### THE TASK
According to the event announcement below, on which two platforms can people join the conversation?

Thinking With | Michael Rothberg | The Implicated Subject

CONVERSATION | 22 July 2020 | 19:00 - 20:30 CET | Online

In this conversation, as part of the RCMC Thinking With series, Michael Rothberg will discuss his work notably in The Implicated Subject: Beyond Victims and Perpetrators (Stanford University Press, 2019). We invite Rothberg to think with us for he insists on theorizing non-competitive memory as an ethics of the multidirectional. In our ethnographic museums, we often are interested in thinking through concepts such as multivocality and are aware of the complexity and continued struggles of this demand. We are especially provoked by Rothberg’s most recent deliberation on the implicated subject, which offers a perspective to think differently about notions of victim and perpetrator, so that we may imagine “connections to injustices past and present” (Rothberg).  We are encouraged by Rothberg’s notion of plurality to implicate each of us in carving out better ways of accountability for our pasts and our presents.

HOW TO JOIN

We will host this event on two platforms.

You can either join on ZOOM WEBINAR. Or you can join us on our Facebook page. If you have trouble and did not register, email alessandra.benedicty@wereldculturen.nl for Zoom link and password.

### MATERIAL SHOWN
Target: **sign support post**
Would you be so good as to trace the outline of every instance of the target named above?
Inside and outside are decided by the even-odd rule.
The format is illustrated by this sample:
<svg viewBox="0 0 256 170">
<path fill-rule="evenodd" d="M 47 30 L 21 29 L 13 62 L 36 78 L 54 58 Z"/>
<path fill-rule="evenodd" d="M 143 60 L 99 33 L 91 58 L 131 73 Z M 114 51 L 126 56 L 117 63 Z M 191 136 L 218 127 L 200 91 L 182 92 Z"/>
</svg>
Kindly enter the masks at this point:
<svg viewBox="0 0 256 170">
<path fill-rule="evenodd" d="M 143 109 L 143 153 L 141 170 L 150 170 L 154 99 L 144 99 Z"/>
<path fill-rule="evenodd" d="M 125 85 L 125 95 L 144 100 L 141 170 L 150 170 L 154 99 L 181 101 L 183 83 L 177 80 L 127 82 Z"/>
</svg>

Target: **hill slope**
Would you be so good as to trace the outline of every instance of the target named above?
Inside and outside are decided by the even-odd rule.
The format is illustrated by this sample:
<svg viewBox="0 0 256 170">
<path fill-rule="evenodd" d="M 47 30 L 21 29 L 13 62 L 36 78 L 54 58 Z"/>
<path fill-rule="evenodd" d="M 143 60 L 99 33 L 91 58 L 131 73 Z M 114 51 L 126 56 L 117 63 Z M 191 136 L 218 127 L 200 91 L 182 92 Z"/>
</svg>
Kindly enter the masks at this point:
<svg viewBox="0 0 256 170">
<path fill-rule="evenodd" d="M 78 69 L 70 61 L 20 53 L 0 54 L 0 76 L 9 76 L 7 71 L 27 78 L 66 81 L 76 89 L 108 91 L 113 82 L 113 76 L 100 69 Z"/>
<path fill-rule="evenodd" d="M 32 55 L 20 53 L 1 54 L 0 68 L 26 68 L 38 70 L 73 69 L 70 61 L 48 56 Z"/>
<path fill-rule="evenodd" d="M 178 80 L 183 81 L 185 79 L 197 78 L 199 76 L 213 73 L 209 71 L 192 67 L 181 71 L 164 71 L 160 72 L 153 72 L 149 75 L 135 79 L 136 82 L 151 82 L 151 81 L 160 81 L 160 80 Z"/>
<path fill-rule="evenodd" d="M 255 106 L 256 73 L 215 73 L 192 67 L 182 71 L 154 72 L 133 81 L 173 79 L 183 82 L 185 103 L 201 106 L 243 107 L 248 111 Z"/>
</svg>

### WRITTEN REPLY
Zoom Webinar or the organizers' Facebook page.